Basics of Natural Language Processing with scikit-learn and nltk

Aayushmaan Jain
3 min readJan 28, 2022

Natural language processing is a relatively new field which involves interaction between a computer and a natural language like English where the machine can learn the features of a language and can use the knowledge to perform some tasks like spam classification, fake news detection, sentiment analysis etc

For the purpose of this demonstration, I have used the SMS spam dataset from UCI Machine Learning Repository to build a simple SMS spam classifier and tested various machine learning models on it

Approach for the problem:

Flowchart for data preprocessing

Step 1 — Download the dataset from Kaggle and read it in the python file

Exploratory Data Analysis

Number of words in spam and ham emails

From this graph, we can see that spam emails usually have more words than ham emails

Proportions of spam and ham emails

From this graph, we can see that most of the emails are ham emails

Wordclouds for both spam and ham emails

From this graph, we can see the most common words in both spam and ham emails

Step 2 — Preprocessing

For the purpose of preprocessing the data, I have built a re-usable class which preprocesses the text which is easy to use and follows a similar scikit-learn type of syntax

  1. For normalization, I have converted the text into lower case, and I have removed all the links and mentions (in case of twitter data) using regular expressions (regex)
  2. Then for tokenization, I have used the inbuilt split function
  3. Then for removing stop words, I have removed all the stopwords available in the nltk corpus in the english language and also the punctuation symbols available in the string library
  4. Then for stemming/lemmatization, I chose to use the wordnet lemmatizer as it converts the words to their base form and does not rely on suffix stripping which yields a higher accuracy and f1 score on the dataset. You may read more on stemming and lemmatization here
  5. Then for vectorization, I have used the tf-idf vectorization technique as it preserves the semantic meaning by also considering the number of documents having the concerned word in it so if the word is common in almost every document, then it assigns a lower score to that word which leads to a higher accuracy. You may read more on tf-idf vectorization here.

→ Direction A:
Name the five preprocessing stages that the NLP article lists in its numbered steps, in order.
→ Direction B:
Reproduce the part of the NLP article starting with "Proportions of spam" and going on through "regular expressions (regex)".
→ Direction C:
According to the NLP article, why was the wordnet lemmatizer chosen for the stemming/lemmatization step?

(Point placement records)

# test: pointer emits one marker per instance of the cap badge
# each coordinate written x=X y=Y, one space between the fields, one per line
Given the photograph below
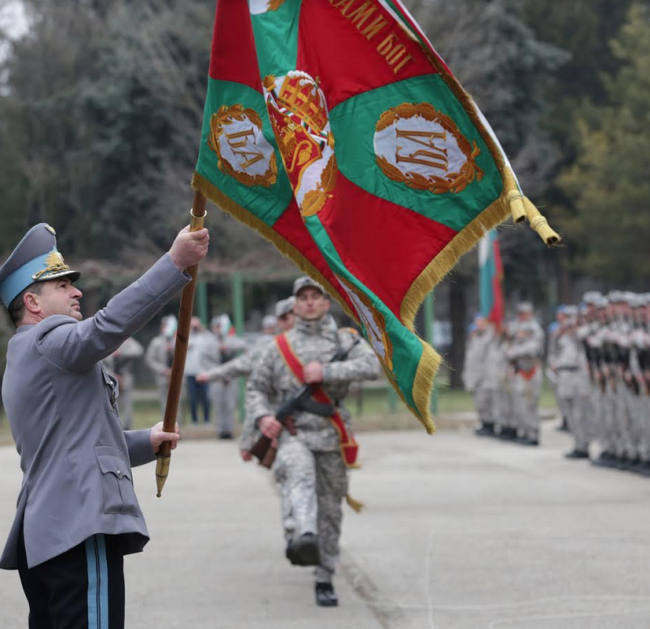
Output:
x=55 y=264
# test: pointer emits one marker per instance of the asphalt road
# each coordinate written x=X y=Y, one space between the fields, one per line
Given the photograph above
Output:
x=458 y=533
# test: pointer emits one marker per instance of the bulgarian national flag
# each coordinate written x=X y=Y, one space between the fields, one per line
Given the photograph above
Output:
x=334 y=129
x=491 y=279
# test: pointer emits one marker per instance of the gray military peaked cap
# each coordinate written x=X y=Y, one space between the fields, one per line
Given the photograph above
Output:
x=35 y=259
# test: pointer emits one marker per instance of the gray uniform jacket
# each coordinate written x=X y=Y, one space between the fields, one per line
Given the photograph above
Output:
x=75 y=457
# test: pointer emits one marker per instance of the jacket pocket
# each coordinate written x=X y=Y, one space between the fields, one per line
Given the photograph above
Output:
x=117 y=482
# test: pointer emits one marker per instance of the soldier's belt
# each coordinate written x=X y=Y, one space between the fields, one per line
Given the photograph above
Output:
x=309 y=405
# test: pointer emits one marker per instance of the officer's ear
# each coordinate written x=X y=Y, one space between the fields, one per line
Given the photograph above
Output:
x=32 y=303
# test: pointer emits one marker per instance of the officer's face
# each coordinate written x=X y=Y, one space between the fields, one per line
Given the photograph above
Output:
x=285 y=322
x=311 y=304
x=58 y=296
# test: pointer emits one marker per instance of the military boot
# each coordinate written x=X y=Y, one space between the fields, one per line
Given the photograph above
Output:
x=325 y=595
x=577 y=454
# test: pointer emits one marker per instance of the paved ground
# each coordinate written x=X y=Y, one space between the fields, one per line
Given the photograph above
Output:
x=459 y=533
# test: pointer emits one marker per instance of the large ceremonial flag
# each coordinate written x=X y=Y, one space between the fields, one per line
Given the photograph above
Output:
x=335 y=130
x=491 y=279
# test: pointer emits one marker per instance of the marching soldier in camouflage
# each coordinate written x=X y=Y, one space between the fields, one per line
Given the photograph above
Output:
x=476 y=374
x=309 y=467
x=524 y=355
x=242 y=366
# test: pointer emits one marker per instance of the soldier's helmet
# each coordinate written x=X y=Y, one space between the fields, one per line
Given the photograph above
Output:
x=35 y=259
x=268 y=322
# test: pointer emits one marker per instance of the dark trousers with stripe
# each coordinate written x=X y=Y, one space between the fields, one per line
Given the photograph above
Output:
x=81 y=589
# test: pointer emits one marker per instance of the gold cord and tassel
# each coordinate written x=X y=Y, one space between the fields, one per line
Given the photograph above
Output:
x=354 y=504
x=522 y=208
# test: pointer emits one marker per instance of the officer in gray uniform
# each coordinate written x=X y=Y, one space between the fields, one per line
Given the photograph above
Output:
x=77 y=513
x=309 y=466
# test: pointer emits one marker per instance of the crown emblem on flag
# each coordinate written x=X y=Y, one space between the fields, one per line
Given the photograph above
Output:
x=301 y=96
x=300 y=120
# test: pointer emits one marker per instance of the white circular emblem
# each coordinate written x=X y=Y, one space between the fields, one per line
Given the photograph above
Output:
x=244 y=153
x=419 y=146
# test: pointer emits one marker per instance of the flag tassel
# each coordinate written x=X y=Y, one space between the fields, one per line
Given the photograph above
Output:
x=354 y=504
x=522 y=208
x=540 y=224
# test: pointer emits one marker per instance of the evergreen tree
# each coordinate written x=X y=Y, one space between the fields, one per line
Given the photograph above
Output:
x=610 y=181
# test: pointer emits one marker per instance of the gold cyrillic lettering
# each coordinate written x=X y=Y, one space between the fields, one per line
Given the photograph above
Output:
x=240 y=134
x=419 y=158
x=402 y=63
x=346 y=5
x=249 y=161
x=359 y=16
x=414 y=135
x=387 y=45
x=374 y=27
x=395 y=54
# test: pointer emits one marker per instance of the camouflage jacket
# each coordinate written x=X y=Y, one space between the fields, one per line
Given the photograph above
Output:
x=272 y=381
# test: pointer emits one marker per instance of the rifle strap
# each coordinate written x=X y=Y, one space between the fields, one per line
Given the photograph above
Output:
x=347 y=443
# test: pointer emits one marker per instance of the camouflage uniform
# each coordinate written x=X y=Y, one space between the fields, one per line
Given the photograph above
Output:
x=309 y=467
x=524 y=355
x=565 y=360
x=475 y=375
x=242 y=366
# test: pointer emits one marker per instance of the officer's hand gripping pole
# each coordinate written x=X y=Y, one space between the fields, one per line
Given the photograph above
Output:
x=180 y=351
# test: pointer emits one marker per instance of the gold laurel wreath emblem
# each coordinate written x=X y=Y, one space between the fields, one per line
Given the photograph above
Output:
x=379 y=322
x=452 y=182
x=226 y=116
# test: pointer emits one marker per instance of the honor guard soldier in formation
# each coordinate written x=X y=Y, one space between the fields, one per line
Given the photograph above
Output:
x=503 y=371
x=616 y=340
x=310 y=465
x=242 y=366
x=77 y=512
x=599 y=365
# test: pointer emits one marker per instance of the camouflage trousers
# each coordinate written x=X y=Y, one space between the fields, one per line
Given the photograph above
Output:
x=485 y=404
x=312 y=488
x=525 y=404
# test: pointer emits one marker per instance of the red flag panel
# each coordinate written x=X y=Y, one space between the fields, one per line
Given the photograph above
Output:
x=386 y=260
x=368 y=51
x=234 y=57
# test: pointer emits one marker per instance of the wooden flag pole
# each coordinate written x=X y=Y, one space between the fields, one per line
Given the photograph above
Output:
x=180 y=351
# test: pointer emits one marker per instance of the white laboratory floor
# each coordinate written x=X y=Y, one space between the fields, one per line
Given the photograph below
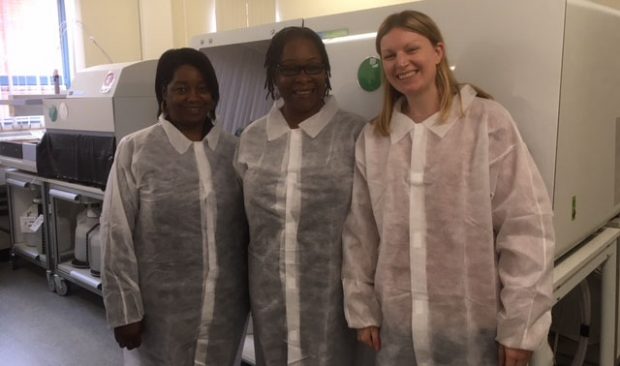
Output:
x=40 y=328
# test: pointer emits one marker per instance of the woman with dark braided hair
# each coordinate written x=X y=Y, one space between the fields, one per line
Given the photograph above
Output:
x=296 y=164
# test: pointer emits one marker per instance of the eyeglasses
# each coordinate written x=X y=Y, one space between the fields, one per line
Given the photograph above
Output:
x=293 y=70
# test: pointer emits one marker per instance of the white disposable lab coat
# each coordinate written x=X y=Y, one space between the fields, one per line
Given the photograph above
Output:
x=449 y=243
x=297 y=190
x=175 y=246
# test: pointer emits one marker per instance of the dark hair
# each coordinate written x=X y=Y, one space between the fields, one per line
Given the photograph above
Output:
x=274 y=53
x=171 y=60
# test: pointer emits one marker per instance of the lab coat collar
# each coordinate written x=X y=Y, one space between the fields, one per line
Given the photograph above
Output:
x=401 y=124
x=312 y=126
x=181 y=143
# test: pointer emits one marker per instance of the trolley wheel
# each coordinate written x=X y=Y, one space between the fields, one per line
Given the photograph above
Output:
x=62 y=286
x=14 y=262
x=51 y=285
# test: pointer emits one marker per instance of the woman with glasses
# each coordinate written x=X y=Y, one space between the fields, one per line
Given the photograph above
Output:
x=296 y=164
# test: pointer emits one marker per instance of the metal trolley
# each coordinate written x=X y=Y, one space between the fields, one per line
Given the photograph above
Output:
x=73 y=229
x=29 y=234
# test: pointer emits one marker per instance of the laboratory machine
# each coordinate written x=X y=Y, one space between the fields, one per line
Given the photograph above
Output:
x=56 y=179
x=555 y=65
x=104 y=104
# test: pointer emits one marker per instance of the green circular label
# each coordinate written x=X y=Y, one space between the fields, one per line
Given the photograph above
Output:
x=369 y=74
x=52 y=112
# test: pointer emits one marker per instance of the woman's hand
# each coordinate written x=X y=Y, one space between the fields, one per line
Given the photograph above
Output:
x=129 y=335
x=370 y=336
x=513 y=356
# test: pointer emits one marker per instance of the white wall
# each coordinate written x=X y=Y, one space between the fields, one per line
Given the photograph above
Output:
x=293 y=9
x=156 y=32
x=129 y=30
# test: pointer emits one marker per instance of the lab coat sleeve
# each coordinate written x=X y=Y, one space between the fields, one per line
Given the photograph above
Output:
x=522 y=220
x=121 y=288
x=360 y=251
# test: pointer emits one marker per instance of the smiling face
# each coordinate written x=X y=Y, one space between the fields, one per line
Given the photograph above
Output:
x=188 y=99
x=301 y=79
x=410 y=62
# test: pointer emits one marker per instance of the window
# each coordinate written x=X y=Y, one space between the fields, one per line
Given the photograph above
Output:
x=31 y=47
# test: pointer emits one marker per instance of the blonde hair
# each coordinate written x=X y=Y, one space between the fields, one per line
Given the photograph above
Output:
x=447 y=85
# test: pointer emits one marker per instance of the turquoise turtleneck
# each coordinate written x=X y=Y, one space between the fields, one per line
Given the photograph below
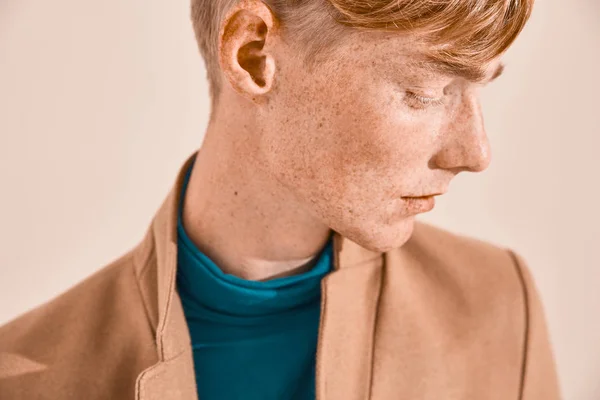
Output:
x=251 y=340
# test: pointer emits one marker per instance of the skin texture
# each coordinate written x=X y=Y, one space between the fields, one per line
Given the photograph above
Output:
x=292 y=153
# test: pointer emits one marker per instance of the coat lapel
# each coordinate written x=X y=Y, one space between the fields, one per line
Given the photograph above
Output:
x=348 y=312
x=350 y=296
x=173 y=376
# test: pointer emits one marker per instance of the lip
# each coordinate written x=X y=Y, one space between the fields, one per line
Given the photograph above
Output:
x=419 y=204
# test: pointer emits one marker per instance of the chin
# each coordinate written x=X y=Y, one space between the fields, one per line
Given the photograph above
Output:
x=385 y=238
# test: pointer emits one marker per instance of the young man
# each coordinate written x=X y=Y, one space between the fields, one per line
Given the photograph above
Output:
x=286 y=262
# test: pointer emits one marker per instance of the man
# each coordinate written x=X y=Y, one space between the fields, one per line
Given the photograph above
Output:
x=286 y=262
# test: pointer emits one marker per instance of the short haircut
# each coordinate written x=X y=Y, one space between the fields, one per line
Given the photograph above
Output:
x=463 y=34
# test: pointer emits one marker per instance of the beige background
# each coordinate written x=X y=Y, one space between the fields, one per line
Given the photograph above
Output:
x=100 y=102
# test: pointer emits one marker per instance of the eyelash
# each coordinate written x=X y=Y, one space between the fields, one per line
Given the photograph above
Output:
x=421 y=102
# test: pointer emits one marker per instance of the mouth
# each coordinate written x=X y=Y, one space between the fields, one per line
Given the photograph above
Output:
x=420 y=203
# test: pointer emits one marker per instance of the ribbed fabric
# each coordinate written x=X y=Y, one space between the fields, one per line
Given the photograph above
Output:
x=251 y=340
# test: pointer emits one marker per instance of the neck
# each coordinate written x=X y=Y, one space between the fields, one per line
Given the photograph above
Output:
x=248 y=225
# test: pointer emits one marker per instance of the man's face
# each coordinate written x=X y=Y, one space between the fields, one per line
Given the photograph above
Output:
x=357 y=135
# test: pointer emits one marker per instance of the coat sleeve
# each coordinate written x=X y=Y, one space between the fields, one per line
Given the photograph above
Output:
x=539 y=376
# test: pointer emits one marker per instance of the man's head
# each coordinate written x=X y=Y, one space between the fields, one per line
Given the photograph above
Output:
x=353 y=106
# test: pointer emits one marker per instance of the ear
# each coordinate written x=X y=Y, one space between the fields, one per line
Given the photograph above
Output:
x=242 y=56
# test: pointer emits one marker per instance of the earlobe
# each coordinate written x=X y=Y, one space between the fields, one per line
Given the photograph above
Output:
x=245 y=29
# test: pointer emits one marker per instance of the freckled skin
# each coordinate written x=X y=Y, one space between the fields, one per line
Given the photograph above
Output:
x=292 y=153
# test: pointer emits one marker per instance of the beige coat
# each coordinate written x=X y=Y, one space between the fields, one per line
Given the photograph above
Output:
x=444 y=317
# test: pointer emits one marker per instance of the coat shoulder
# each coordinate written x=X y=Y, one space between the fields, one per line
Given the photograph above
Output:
x=95 y=332
x=481 y=282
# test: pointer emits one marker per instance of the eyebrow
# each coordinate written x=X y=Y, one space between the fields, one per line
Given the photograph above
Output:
x=475 y=74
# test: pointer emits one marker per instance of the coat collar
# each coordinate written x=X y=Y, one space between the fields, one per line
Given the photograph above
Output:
x=172 y=335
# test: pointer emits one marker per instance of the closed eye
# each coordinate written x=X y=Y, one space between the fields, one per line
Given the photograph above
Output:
x=420 y=102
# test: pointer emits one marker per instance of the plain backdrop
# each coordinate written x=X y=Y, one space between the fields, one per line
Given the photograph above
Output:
x=101 y=102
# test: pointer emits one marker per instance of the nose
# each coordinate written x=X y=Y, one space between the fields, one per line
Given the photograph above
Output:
x=465 y=143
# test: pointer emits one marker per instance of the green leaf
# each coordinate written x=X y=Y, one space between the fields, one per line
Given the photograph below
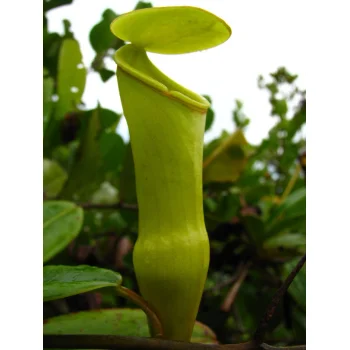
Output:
x=255 y=227
x=286 y=241
x=171 y=30
x=101 y=38
x=106 y=194
x=298 y=287
x=54 y=178
x=105 y=74
x=62 y=223
x=48 y=88
x=142 y=5
x=209 y=119
x=112 y=149
x=227 y=159
x=294 y=206
x=108 y=119
x=71 y=78
x=127 y=178
x=86 y=174
x=64 y=281
x=279 y=107
x=122 y=322
x=51 y=4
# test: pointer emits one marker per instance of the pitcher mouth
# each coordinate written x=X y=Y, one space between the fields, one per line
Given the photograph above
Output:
x=135 y=62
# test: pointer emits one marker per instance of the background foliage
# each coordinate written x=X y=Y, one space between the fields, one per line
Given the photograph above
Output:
x=254 y=202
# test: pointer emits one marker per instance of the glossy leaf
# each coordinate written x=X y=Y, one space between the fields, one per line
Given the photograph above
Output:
x=54 y=178
x=51 y=4
x=122 y=322
x=227 y=160
x=112 y=150
x=62 y=223
x=86 y=175
x=71 y=77
x=127 y=178
x=171 y=30
x=255 y=227
x=294 y=206
x=101 y=38
x=105 y=74
x=64 y=281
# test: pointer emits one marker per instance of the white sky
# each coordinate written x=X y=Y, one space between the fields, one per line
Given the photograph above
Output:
x=265 y=35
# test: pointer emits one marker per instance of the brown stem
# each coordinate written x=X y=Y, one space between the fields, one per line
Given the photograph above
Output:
x=128 y=343
x=269 y=347
x=70 y=341
x=119 y=205
x=156 y=326
x=262 y=328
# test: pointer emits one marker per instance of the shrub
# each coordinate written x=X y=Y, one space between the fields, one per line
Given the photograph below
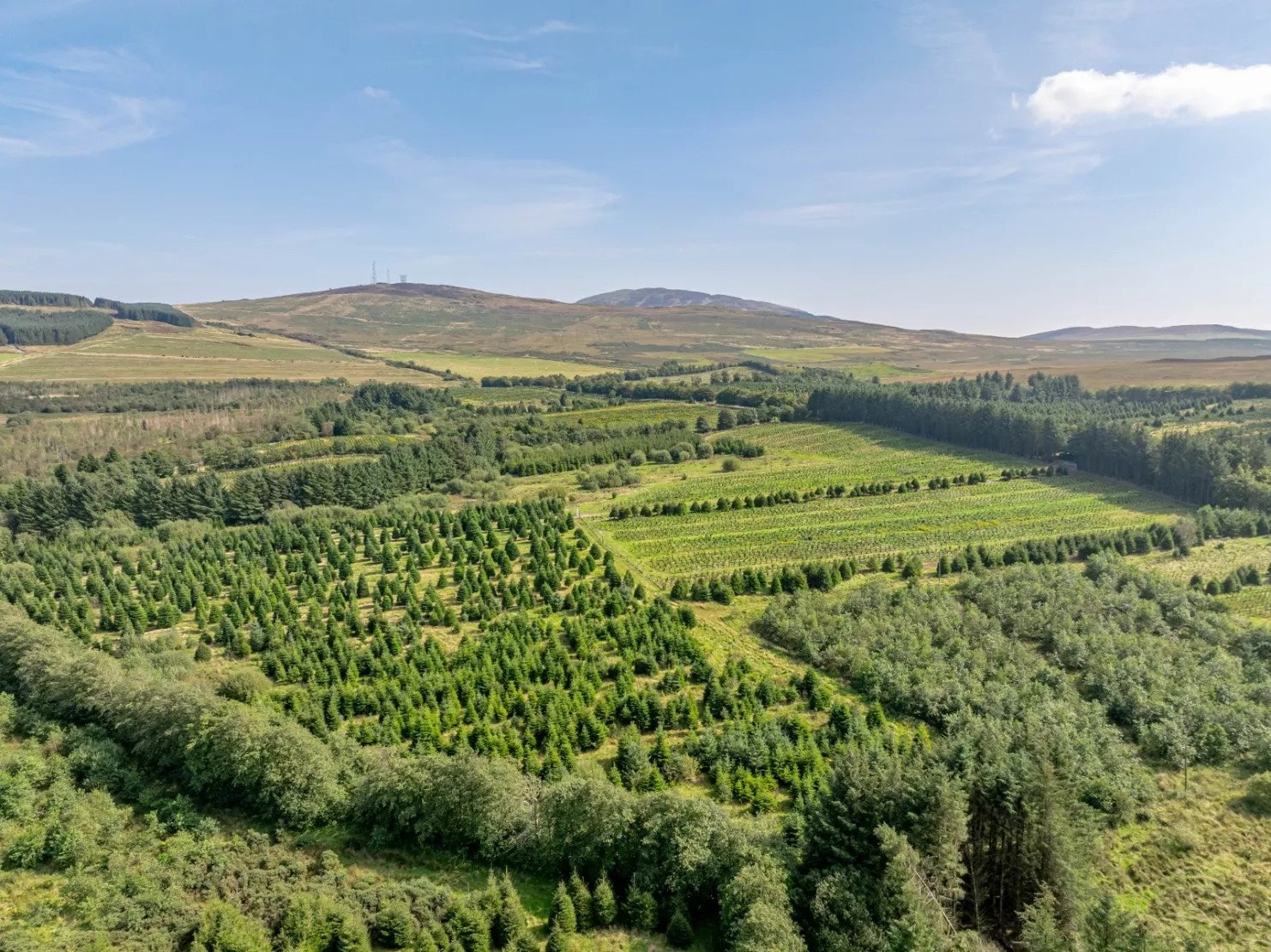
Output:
x=679 y=932
x=563 y=917
x=641 y=909
x=1257 y=794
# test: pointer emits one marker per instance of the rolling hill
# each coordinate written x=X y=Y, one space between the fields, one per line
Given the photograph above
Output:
x=1130 y=332
x=437 y=322
x=677 y=298
x=459 y=319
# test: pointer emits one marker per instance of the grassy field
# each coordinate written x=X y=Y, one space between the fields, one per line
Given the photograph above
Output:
x=1200 y=865
x=490 y=395
x=147 y=351
x=1217 y=559
x=809 y=455
x=477 y=365
x=638 y=413
x=864 y=361
x=927 y=524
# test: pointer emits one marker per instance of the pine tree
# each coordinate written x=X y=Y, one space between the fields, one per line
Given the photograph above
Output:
x=563 y=917
x=509 y=925
x=582 y=901
x=604 y=905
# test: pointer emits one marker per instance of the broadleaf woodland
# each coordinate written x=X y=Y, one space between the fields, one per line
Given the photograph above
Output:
x=395 y=622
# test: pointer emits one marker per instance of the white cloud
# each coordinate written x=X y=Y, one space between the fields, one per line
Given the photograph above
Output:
x=1189 y=92
x=493 y=197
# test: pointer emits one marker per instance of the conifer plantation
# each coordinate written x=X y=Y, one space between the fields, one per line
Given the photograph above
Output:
x=392 y=667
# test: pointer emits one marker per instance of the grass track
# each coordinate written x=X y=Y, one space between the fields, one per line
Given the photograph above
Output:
x=478 y=365
x=1200 y=865
x=809 y=455
x=142 y=351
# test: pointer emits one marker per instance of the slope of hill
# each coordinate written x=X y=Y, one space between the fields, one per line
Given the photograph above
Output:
x=1130 y=332
x=677 y=298
x=458 y=319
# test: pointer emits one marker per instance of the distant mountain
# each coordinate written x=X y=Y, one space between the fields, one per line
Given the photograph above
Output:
x=1130 y=332
x=677 y=298
x=403 y=318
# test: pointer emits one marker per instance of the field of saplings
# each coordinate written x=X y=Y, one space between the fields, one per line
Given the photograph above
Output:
x=600 y=654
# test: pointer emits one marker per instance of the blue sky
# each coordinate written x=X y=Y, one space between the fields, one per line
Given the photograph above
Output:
x=1001 y=166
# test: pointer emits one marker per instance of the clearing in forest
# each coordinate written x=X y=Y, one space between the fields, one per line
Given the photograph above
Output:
x=925 y=522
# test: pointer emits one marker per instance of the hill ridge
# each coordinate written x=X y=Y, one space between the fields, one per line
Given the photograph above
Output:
x=664 y=298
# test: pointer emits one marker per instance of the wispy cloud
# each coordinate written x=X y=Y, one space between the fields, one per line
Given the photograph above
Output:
x=558 y=27
x=1084 y=28
x=516 y=36
x=514 y=50
x=1190 y=92
x=21 y=10
x=510 y=61
x=1001 y=176
x=63 y=105
x=510 y=198
x=87 y=60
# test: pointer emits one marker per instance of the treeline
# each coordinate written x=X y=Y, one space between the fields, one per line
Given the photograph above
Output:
x=777 y=392
x=178 y=876
x=675 y=854
x=1199 y=468
x=148 y=498
x=73 y=397
x=161 y=313
x=1030 y=675
x=558 y=382
x=670 y=437
x=783 y=497
x=26 y=328
x=45 y=299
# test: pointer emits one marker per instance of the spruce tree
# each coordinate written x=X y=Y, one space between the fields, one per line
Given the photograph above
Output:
x=563 y=917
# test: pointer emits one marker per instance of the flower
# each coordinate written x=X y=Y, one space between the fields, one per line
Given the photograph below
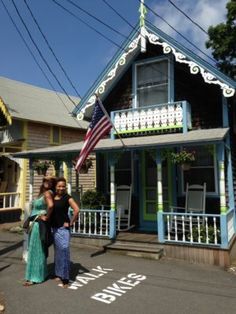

→ Task answer A:
1. Normalization
2. Tokenization
3. Removing stop words
4. Stemming/lemmatization
5. Vectorization

→ Task answer B:
Proportions of spam and ham emails

From this graph, we can see that most of the emails are ham emails

Wordclouds for both spam and ham emails

From this graph, we can see the most common words in both spam and ham emails

Step 2 — Preprocessing

For the purpose of preprocessing the data, I have built a re-usable class which preprocesses the text which is easy to use and follows a similar scikit-learn type of syntax

  1. For normalization, I have converted the text into lower case, and I have removed all the links and mentions (in case of twitter data) using regular expressions (regex)

→ Task answer C:
The wordnet lemmatizer converts words to their base form instead of relying on suffix stripping. On this dataset, that gives a higher accuracy and f1 score.